● Written task
Put every line of the records below into a Markdown table with the columns "Row" and "Line", numbering the rows in order and omitting any blank lines.

● Raw data
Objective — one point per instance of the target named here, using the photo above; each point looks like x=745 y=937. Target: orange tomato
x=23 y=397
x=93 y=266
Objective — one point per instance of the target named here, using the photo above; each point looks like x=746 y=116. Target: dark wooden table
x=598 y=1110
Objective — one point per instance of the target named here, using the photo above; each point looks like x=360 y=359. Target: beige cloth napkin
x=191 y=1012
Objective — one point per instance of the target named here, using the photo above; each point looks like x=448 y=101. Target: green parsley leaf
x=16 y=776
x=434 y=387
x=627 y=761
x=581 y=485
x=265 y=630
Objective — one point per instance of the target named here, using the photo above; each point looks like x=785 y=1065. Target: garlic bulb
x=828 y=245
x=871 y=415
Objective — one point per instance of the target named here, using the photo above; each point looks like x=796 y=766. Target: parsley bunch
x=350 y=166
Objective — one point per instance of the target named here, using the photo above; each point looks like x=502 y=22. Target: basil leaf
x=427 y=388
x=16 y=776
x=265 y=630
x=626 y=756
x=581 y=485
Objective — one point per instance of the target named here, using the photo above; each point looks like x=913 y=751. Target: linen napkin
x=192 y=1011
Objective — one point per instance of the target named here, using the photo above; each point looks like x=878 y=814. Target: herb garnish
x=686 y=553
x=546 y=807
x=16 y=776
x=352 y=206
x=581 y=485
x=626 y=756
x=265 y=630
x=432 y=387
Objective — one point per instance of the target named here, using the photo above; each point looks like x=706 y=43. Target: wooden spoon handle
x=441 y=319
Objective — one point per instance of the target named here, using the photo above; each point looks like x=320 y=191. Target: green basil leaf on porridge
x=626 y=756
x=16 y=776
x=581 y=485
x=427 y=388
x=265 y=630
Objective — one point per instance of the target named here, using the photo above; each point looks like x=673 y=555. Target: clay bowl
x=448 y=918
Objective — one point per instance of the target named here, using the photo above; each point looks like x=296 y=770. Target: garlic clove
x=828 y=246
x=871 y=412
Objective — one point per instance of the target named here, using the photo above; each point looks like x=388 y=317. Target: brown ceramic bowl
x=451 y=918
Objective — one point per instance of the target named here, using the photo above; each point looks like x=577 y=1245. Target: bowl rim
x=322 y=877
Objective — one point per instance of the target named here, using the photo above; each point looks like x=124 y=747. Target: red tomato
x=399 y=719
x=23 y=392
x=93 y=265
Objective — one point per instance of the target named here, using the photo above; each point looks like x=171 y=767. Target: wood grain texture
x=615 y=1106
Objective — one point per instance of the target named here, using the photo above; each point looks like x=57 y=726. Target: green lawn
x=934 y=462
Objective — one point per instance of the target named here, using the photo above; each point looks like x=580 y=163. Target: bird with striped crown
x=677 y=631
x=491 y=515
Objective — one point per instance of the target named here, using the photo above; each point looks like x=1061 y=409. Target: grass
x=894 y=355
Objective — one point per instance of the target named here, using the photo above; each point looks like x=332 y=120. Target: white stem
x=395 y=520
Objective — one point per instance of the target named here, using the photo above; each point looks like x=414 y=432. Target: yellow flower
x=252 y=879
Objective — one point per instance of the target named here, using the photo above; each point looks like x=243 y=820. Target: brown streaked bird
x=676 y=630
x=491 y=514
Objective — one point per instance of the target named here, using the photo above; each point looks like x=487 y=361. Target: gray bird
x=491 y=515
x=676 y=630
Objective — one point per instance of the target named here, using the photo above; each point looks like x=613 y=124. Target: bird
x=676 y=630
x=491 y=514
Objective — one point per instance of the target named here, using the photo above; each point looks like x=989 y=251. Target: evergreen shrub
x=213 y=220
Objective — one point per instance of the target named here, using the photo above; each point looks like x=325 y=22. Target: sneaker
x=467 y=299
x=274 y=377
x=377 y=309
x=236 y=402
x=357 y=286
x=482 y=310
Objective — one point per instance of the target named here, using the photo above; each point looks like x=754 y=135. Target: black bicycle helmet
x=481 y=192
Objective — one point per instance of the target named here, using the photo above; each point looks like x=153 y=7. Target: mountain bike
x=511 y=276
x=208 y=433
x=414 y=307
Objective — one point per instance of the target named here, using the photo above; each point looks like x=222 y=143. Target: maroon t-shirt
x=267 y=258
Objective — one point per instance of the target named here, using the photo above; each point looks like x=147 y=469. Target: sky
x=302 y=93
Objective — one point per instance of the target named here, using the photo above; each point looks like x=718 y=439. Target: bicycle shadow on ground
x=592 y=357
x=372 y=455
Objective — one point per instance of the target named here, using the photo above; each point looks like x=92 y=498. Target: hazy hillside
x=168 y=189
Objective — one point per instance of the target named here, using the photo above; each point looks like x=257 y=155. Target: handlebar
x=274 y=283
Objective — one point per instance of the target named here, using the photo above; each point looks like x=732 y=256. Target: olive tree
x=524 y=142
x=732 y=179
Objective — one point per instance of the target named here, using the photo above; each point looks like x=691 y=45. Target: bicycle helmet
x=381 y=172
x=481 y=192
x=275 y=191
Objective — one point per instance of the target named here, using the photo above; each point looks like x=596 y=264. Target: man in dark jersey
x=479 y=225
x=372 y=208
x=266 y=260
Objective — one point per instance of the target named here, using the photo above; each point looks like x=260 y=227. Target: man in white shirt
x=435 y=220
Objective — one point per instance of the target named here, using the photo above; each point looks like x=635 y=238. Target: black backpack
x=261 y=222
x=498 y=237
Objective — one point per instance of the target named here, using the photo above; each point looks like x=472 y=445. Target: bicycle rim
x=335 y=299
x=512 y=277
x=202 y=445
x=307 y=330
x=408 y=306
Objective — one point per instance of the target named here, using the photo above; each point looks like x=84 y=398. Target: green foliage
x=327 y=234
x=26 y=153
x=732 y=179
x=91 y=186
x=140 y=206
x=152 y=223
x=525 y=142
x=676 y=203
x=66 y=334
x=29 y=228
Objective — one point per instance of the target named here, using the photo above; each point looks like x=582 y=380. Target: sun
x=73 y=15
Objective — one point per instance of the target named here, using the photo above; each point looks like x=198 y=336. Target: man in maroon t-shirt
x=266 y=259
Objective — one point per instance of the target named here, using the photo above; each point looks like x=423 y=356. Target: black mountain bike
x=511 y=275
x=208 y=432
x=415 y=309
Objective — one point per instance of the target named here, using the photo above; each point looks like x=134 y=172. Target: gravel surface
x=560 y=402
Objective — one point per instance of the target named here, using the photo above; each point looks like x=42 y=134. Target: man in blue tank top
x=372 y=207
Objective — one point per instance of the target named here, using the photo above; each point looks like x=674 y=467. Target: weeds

● Solution to this task
| Row | Line |
|---|---|
| 1 | Objective — one point per instance of the target named here, using the photo above; each point looks like x=745 y=937. Target: orange tomato |
| 2 | x=23 y=397 |
| 3 | x=93 y=266 |
| 4 | Objective — one point per instance of the target named here, using the photo above; each point looks like x=746 y=116. Target: dark wooden table |
| 5 | x=598 y=1110 |
| 6 | Objective — one point per instance of the target named here, using the photo above; each point looks like x=360 y=359. Target: beige cloth napkin |
| 7 | x=191 y=1012 |
| 8 | Objective — one point per instance of the target named here, using the photo above; each point looks like x=448 y=101. Target: green parsley leaf |
| 9 | x=16 y=776 |
| 10 | x=434 y=387 |
| 11 | x=627 y=761 |
| 12 | x=581 y=485 |
| 13 | x=265 y=630 |
| 14 | Objective — one point per instance of the target named here, using the photo above; each point looks like x=785 y=1065. Target: garlic bulb |
| 15 | x=828 y=245 |
| 16 | x=871 y=415 |
| 17 | Objective — one point per instance of the target named here, using the photo above; each point looks like x=796 y=766. Target: parsley bunch |
| 18 | x=350 y=166 |
| 19 | Objective — one point per instance of the target named here, using the photo above; each point looks like x=502 y=22. Target: basil leaf |
| 20 | x=427 y=388 |
| 21 | x=16 y=776 |
| 22 | x=265 y=630 |
| 23 | x=626 y=756 |
| 24 | x=581 y=485 |
| 25 | Objective — one point per instance of the target named here, using the photo above; each point looks like x=913 y=751. Target: linen napkin |
| 26 | x=192 y=1011 |
| 27 | Objective — one point per instance of the target named here, using the photo above; each point looks like x=878 y=814. Target: herb garnish |
| 28 | x=686 y=553 |
| 29 | x=546 y=807 |
| 30 | x=16 y=776 |
| 31 | x=352 y=206 |
| 32 | x=581 y=485 |
| 33 | x=626 y=756 |
| 34 | x=265 y=630 |
| 35 | x=432 y=387 |
| 36 | Objective — one point per instance of the target named here, using the photo above; each point looks like x=706 y=43. Target: wooden spoon handle |
| 37 | x=441 y=319 |
| 38 | Objective — one point per instance of the target named here, using the photo above; each point looks like x=320 y=191. Target: green basil leaf on porridge |
| 39 | x=626 y=756 |
| 40 | x=16 y=776 |
| 41 | x=581 y=485 |
| 42 | x=427 y=388 |
| 43 | x=265 y=630 |
| 44 | Objective — one point per instance of the target named here, using the photo above; each point looks like x=673 y=555. Target: clay bowl |
| 45 | x=448 y=918 |
| 46 | Objective — one point per instance of the target named here, using the photo above; each point looks like x=296 y=770. Target: garlic clove |
| 47 | x=828 y=246 |
| 48 | x=871 y=412 |
| 49 | Objective — one point per instance of the target named here, using the photo above; each point looks like x=388 y=317. Target: brown ceramic bowl |
| 50 | x=451 y=918 |
| 51 | Objective — one point per instance of the target named here, using the photo above; each point looks like x=577 y=1245. Target: bowl rim |
| 52 | x=322 y=877 |
| 53 | Objective — one point per instance of the target named here, using the photo above; each point looks like x=124 y=747. Target: red tomato |
| 54 | x=399 y=719 |
| 55 | x=23 y=392 |
| 56 | x=93 y=265 |
| 57 | Objective — one point per instance of the target named here, using the photo above; each point looks like x=171 y=767. Target: wood grain texture |
| 58 | x=615 y=1106 |
| 59 | Objective — one point per instance of the target named here, using the photo above; each point looks like x=57 y=726. Target: green lawn |
| 60 | x=934 y=462 |
| 61 | Objective — one point per instance of the target named here, using the photo above; each point looks like x=580 y=163. Target: bird with striped crown |
| 62 | x=677 y=631 |
| 63 | x=491 y=515 |
| 64 | Objective — one point per instance of the target named here, using the photo above; each point looks like x=1061 y=409. Target: grass |
| 65 | x=894 y=355 |
| 66 | Objective — one point per instance of the target named here, using the photo above; each point looks like x=332 y=120. Target: white stem |
| 67 | x=395 y=520 |
| 68 | Objective — one point per instance of the target named here, using the photo above; each point looks like x=414 y=432. Target: yellow flower |
| 69 | x=252 y=879 |
| 70 | Objective — one point per instance of the target named here, using the photo above; each point looks like x=243 y=820. Target: brown streaked bird |
| 71 | x=676 y=630 |
| 72 | x=491 y=514 |
| 73 | Objective — one point per instance of the target named here, using the photo above; each point looks like x=487 y=361. Target: gray bird |
| 74 | x=491 y=515 |
| 75 | x=676 y=630 |
| 76 | Objective — one point per instance of the target named here, using the photo above; each point looks like x=613 y=124. Target: bird |
| 77 | x=676 y=630 |
| 78 | x=491 y=514 |
| 79 | Objective — one point per instance of the target named here, using the photo above; each point looks like x=989 y=251. Target: evergreen shrub |
| 80 | x=213 y=220 |
| 81 | Objective — one point per instance of the target named here, using the photo above; each point looks like x=325 y=22. Target: sneaker |
| 82 | x=467 y=299 |
| 83 | x=274 y=377 |
| 84 | x=377 y=309 |
| 85 | x=236 y=402 |
| 86 | x=357 y=286 |
| 87 | x=482 y=310 |
| 88 | Objective — one point per instance of the target named here, using the photo above; each point looks like x=754 y=135. Target: black bicycle helmet |
| 89 | x=481 y=192 |
| 90 | Objective — one point per instance of the target named here, using the photo above; each point looks like x=153 y=7. Target: mountain bike |
| 91 | x=511 y=276 |
| 92 | x=208 y=433 |
| 93 | x=414 y=307 |
| 94 | Objective — one point per instance of the target named here, using the photo above; each point looks like x=222 y=143. Target: maroon t-shirt |
| 95 | x=267 y=258 |
| 96 | Objective — one point per instance of the target named here, using the photo above; each point looks like x=147 y=469. Target: sky |
| 97 | x=302 y=93 |
| 98 | Objective — one point per instance of the target named here, using the photo above; each point looks like x=718 y=439. Target: bicycle shadow on ground |
| 99 | x=592 y=357 |
| 100 | x=372 y=455 |
| 101 | Objective — one point per instance of the target named here, using the photo above; each point looks like x=92 y=498. Target: hazy hillside |
| 102 | x=168 y=189 |
| 103 | Objective — one point per instance of the target named here, using the photo above; each point looks like x=257 y=155. Target: handlebar |
| 104 | x=274 y=283 |
| 105 | Objective — one point per instance of the target named here, using the photo above; each point looks like x=732 y=256. Target: olive tree |
| 106 | x=524 y=142 |
| 107 | x=732 y=179 |
| 108 | Objective — one point per instance of the target named here, using the photo above; each point looks like x=691 y=45. Target: bicycle helmet |
| 109 | x=381 y=172 |
| 110 | x=481 y=192 |
| 111 | x=275 y=191 |
| 112 | Objective — one point per instance of the target named here, using the photo above; each point looks like x=596 y=264. Target: man in dark jersey |
| 113 | x=479 y=225 |
| 114 | x=372 y=208 |
| 115 | x=266 y=260 |
| 116 | Objective — one point per instance of the target named here, using the photo above; each point looks like x=260 y=227. Target: man in white shirt |
| 117 | x=435 y=220 |
| 118 | Objective — one point per instance of the target named here, using the photo above; each point looks like x=635 y=238. Target: black backpack |
| 119 | x=261 y=222 |
| 120 | x=498 y=237 |
| 121 | Objective — one point per instance of the target named here, using the photo above; each point looks like x=472 y=445. Target: bicycle rim |
| 122 | x=335 y=299 |
| 123 | x=512 y=277 |
| 124 | x=202 y=445 |
| 125 | x=307 y=330 |
| 126 | x=408 y=306 |
| 127 | Objective — one point per instance of the target named here, using the photo above; each point looks like x=84 y=398. Target: green foliage |
| 128 | x=327 y=234 |
| 129 | x=26 y=153 |
| 130 | x=732 y=179 |
| 131 | x=91 y=186 |
| 132 | x=140 y=206 |
| 133 | x=152 y=223 |
| 134 | x=525 y=142 |
| 135 | x=676 y=203 |
| 136 | x=66 y=334 |
| 137 | x=29 y=228 |
| 138 | Objective — one point per instance of the target named here, using the photo above; each point looks like x=582 y=380. Target: sun |
| 139 | x=73 y=15 |
| 140 | Objective — one point per instance of the target named here, using the photo above; each point looks like x=198 y=336. Target: man in maroon t-shirt |
| 141 | x=266 y=259 |
| 142 | Objective — one point per instance of the target named here, using the photo above; each point looks like x=423 y=356. Target: black mountain bike |
| 143 | x=511 y=275 |
| 144 | x=208 y=432 |
| 145 | x=415 y=309 |
| 146 | Objective — one point per instance of the target named here, using the photo above; each point looks like x=134 y=172. Target: gravel surface |
| 147 | x=560 y=402 |
| 148 | Objective — one point per instance of the target named here, using the photo above; each point looks like x=42 y=134. Target: man in blue tank top |
| 149 | x=372 y=207 |
| 150 | Objective — one point per instance of the target named here, using the photo above; each point looks like x=674 y=467. Target: weeds |